Dataset entries
+ + + + +

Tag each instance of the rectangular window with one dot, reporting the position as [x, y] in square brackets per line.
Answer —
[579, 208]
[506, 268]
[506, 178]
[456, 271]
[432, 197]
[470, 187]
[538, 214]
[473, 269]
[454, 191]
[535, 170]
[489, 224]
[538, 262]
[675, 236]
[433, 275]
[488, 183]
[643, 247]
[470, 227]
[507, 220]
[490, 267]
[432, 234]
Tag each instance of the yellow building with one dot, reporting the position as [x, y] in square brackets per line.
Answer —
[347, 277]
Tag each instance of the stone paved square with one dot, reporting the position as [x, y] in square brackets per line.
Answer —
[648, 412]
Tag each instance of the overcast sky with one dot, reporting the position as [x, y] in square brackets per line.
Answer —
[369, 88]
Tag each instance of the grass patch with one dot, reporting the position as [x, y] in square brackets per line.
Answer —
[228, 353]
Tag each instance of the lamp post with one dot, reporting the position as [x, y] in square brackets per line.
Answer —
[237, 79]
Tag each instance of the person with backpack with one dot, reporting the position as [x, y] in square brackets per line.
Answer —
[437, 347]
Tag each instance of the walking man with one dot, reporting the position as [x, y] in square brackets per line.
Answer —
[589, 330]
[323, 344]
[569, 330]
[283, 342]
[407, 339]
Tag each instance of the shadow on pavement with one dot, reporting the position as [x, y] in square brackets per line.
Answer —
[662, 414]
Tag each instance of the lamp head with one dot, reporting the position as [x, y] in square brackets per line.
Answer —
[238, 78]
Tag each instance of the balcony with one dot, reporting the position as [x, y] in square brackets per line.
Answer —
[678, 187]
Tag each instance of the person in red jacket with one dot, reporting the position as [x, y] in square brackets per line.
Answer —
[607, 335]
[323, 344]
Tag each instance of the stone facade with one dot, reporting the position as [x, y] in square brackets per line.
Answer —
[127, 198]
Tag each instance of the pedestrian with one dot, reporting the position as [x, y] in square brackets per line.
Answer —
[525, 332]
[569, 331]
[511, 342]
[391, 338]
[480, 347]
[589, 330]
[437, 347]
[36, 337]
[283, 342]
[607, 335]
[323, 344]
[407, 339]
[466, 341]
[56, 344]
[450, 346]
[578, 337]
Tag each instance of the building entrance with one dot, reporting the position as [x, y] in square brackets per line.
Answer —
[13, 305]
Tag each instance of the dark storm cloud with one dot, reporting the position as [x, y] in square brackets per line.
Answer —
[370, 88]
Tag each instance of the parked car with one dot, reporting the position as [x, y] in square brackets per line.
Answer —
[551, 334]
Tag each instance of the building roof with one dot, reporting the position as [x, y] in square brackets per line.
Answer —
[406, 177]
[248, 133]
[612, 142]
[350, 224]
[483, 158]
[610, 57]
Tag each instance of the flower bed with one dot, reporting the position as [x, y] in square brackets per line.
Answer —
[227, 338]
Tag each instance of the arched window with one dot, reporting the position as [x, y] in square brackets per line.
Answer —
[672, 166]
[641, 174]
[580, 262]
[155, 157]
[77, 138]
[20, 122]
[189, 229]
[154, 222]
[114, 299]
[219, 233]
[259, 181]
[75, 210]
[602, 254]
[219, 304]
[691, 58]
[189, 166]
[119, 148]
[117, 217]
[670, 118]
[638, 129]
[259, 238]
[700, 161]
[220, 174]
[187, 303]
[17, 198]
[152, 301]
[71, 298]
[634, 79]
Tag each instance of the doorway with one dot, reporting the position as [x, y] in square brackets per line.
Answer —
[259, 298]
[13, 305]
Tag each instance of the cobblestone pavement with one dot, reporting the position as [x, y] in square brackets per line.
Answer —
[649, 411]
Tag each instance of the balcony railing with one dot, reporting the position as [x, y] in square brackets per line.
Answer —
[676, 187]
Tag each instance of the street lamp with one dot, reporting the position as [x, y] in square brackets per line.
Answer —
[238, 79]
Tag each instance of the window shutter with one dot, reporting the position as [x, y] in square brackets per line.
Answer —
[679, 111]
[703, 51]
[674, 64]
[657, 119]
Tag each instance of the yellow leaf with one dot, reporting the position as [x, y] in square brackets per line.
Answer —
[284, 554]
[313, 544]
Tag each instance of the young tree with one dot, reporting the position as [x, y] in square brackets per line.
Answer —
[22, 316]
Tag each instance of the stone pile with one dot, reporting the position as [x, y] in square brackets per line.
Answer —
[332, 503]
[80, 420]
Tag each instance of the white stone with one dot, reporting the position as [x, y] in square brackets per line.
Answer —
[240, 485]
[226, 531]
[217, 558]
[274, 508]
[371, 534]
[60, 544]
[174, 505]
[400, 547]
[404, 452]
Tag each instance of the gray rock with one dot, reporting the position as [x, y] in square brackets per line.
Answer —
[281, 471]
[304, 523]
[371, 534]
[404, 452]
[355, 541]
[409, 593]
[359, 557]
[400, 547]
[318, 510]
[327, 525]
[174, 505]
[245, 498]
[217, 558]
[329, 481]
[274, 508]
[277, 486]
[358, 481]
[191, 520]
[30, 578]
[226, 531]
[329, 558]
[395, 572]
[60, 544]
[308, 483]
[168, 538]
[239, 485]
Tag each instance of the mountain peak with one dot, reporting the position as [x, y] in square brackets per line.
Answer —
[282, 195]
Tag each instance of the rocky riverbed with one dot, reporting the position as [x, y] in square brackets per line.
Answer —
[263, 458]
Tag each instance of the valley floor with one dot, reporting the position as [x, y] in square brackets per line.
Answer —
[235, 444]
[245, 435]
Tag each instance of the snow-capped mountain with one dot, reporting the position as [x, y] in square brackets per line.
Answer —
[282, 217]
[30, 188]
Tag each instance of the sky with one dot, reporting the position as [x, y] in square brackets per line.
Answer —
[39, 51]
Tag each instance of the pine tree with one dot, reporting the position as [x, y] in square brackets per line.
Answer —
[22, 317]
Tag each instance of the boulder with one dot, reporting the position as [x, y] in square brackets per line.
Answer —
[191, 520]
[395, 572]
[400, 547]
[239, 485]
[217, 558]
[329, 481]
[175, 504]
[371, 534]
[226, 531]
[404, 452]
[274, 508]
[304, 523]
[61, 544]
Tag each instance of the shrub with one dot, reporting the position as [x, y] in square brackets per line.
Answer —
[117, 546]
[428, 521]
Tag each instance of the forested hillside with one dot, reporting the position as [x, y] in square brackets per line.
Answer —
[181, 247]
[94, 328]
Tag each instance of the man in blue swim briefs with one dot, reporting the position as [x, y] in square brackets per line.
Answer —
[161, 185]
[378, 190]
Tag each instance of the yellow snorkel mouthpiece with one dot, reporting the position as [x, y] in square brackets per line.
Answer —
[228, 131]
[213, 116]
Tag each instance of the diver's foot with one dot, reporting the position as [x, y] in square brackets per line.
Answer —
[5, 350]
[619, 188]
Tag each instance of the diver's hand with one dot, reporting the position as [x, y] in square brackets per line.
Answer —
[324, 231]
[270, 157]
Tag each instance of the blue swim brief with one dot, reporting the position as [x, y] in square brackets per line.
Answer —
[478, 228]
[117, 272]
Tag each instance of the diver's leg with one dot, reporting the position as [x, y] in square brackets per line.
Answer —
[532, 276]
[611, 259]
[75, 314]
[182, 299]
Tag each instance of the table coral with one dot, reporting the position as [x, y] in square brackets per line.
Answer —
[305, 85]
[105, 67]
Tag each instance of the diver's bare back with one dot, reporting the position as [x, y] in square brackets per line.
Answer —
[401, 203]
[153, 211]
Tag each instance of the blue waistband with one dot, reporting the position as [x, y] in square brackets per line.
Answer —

+ + + + +

Work to be completed
Word for word, quote all of the data above.

Solution for this problem
Tag each instance of the rectangular window with one dot, reporting the position as [x, y] in square brackets per line.
Answer —
[579, 208]
[506, 268]
[506, 178]
[456, 271]
[432, 197]
[470, 187]
[538, 214]
[473, 269]
[454, 191]
[535, 170]
[489, 224]
[538, 262]
[675, 236]
[433, 275]
[488, 183]
[643, 247]
[470, 227]
[507, 220]
[490, 267]
[432, 234]
Tag each instance of the yellow building with one dot, reporting the position as [x, y] in square brackets per line.
Answer —
[347, 277]
Tag each instance of the stone paved square with one dot, reporting the position as [x, y] in square brackets per line.
Answer —
[648, 412]
Tag each instance of the overcast sky with one dot, reporting the position as [x, y] in square brackets per line.
Answer —
[369, 88]
Tag each instance of the grass patch with one dot, reporting the position as [x, y] in square brackets per line.
Answer —
[228, 353]
Tag each instance of the lamp post with one dot, reporting the position as [x, y] in square brackets per line.
Answer —
[237, 79]
Tag each instance of the person with backpack with one dot, reporting the position as [x, y] in square brackets per line.
Answer —
[437, 347]
Tag each instance of the walking man with one dot, reporting the position as [x, y] in square brackets per line.
Answer —
[589, 330]
[323, 344]
[569, 330]
[283, 342]
[407, 339]
Tag each instance of the shadow on pavement with one dot, reporting the position as [x, y] in square brackets per line.
Answer —
[662, 414]
Tag each instance of the lamp head with one dot, reporting the position as [x, y] in square brackets per line.
Answer —
[238, 78]
Tag each instance of the balcony with one dot, reporting the position as [x, y] in square brackets per line.
Answer —
[678, 187]
Tag each instance of the person in red jacket with one dot, reporting the position as [x, y] in square brackets per line.
Answer —
[607, 335]
[323, 344]
Tag each instance of the stone facade with one dot, reporting the position as [x, y] in square brackets per line.
Answer —
[127, 198]
Tag each instance of the pedestrian with one dot, reporting the position as [x, y] in square brackets per line.
Answer —
[525, 332]
[569, 331]
[511, 342]
[391, 338]
[480, 347]
[589, 330]
[437, 347]
[36, 337]
[283, 342]
[607, 335]
[323, 344]
[407, 339]
[466, 341]
[56, 344]
[450, 346]
[578, 337]
Tag each instance of the building entrance with one dot, reporting the position as [x, y] in square brackets per line.
Answer —
[13, 305]
Tag each instance of the dark storm cloud with one dot, reporting the position as [x, y] in square brackets per line.
Answer —
[370, 88]
Tag each instance of the parked car with one dot, reporting the position as [x, y] in square brackets per line.
Answer —
[551, 334]
Tag each instance of the building roof with one dot, reporting the position as [x, y] in square brackets per line.
Answer —
[406, 177]
[248, 133]
[612, 142]
[350, 224]
[483, 158]
[610, 57]
Tag each instance of the flower bed with one dot, reporting the position as [x, y] in square brackets per line.
Answer —
[227, 338]
Tag each instance of the arched window with one dot, reporting the position as [x, y] in square brackets per line.
Answer —
[672, 166]
[641, 174]
[580, 262]
[155, 157]
[77, 138]
[20, 122]
[189, 229]
[154, 222]
[114, 299]
[219, 233]
[259, 181]
[75, 210]
[602, 254]
[219, 304]
[691, 58]
[189, 166]
[119, 148]
[117, 217]
[670, 118]
[638, 129]
[259, 238]
[700, 161]
[220, 174]
[187, 303]
[17, 198]
[152, 301]
[71, 298]
[634, 79]
Tag each instance of the doorway with one dot, reporting the position as [x, y] in square brackets per line.
Answer —
[259, 298]
[13, 305]
Tag each instance of the cobblestone pavement with one dot, reporting the position as [x, y] in square brackets per line.
Answer —
[649, 411]
Tag each instance of the balcony railing with one dot, reporting the position as [x, y] in square brackets per line.
Answer —
[676, 187]
Tag each instance of the street lamp with one dot, reporting the position as [x, y] in square brackets per line.
Answer —
[238, 79]
Tag each instance of the window shutter with one dot, reporting the position as [x, y] in square brackets per line.
Answer —
[679, 111]
[703, 51]
[674, 64]
[657, 119]
Tag each instance of the yellow leaf with one dot, reporting the position as [x, y] in square brackets per line.
Answer —
[284, 554]
[313, 544]
Tag each instance of the young tree with one dot, reporting the position as [x, y] in square brackets per line.
Answer —
[22, 316]
Tag each instance of the stone pile with one dot, reporting the position as [x, y] in square brackets per line.
Answer —
[332, 503]
[80, 420]
Tag each instance of the white stone with one dot, reporting the position as [x, y] in square brackets per line.
Answer —
[240, 485]
[226, 531]
[217, 558]
[274, 508]
[371, 534]
[60, 544]
[174, 505]
[400, 547]
[404, 452]
Tag each instance of the gray rock with one dot, reporting the position as [x, y] in square brackets per line.
Answer —
[281, 471]
[304, 523]
[371, 534]
[404, 452]
[355, 541]
[409, 593]
[359, 557]
[400, 547]
[318, 510]
[327, 525]
[174, 505]
[245, 498]
[217, 558]
[329, 481]
[274, 508]
[277, 486]
[358, 481]
[191, 520]
[30, 578]
[226, 531]
[329, 558]
[395, 572]
[60, 544]
[308, 483]
[168, 538]
[239, 485]
Tag each instance of the mountain peak with one dot, reporting the position as [x, y] in square brackets per line.
Answer —
[282, 195]
Tag each instance of the rocky riverbed with one dot, reporting the position as [x, y] in square brackets per line.
Answer —
[263, 458]
Tag each instance of the valley floor with one dot, reporting the position as [x, y] in square brackets per line.
Answer —
[235, 444]
[245, 435]
Tag each instance of the snow-capped mountain with one dot, reporting the position as [x, y] in square brackets per line.
Answer —
[282, 217]
[30, 188]
Tag each instance of the sky with one dot, reporting the position as [x, y] in square brackets per line.
Answer —
[39, 51]
Tag each instance of the pine tree with one dot, reporting the position as [x, y] in square brackets per line.
Answer —
[22, 317]
Tag each instance of the boulder with one dot, reporting the position as [x, y] in square brackets per line.
Answer —
[191, 520]
[395, 572]
[400, 547]
[239, 485]
[217, 558]
[329, 481]
[175, 504]
[371, 534]
[226, 531]
[404, 452]
[274, 508]
[304, 523]
[61, 544]
Tag each instance of the shrub with one dot, reporting the position as [x, y] in square brackets per line.
Answer —
[117, 546]
[428, 521]
Tag each instance of the forested hillside with one dot, reporting the position as [x, y] in square brackets per line.
Answer —
[181, 247]
[94, 328]
Tag each instance of the man in blue swim briefs with one dot, reporting the position as [x, y] in square brackets per line.
Answer —
[161, 185]
[378, 190]
Tag each instance of the yellow snorkel mouthpiece with one dot, reporting the position as [x, y] in square brackets per line.
Answer —
[228, 131]
[213, 116]
Tag each instance of the diver's foot with one dot, reporting the position as [x, y] in square brackets per line.
Answer —
[5, 350]
[619, 188]
Tag each instance of the diver's hand with one dot, reporting the position as [x, y] in square brackets per line.
Answer —
[324, 231]
[270, 157]
Tag each instance of the blue swim brief with one dot, reporting the position as [x, y] in square brackets per line.
Answer —
[478, 228]
[117, 272]
Tag each instance of the diver's leg with one dot, reporting the position as [x, y] in square brackets per line.
Answer —
[532, 276]
[611, 259]
[75, 314]
[182, 299]
Tag each instance of the table coral with one dot, reporting the position as [x, y] in square brackets per line.
Answer —
[305, 85]
[105, 67]
Tag each instance of the diver's bare back with one dot, reporting the position as [x, y] in square brackets per line.
Answer —
[401, 203]
[153, 211]
Tag each instance of the blue waistband with one dot, reporting the position as [x, y] in square brackets per line.
Answer —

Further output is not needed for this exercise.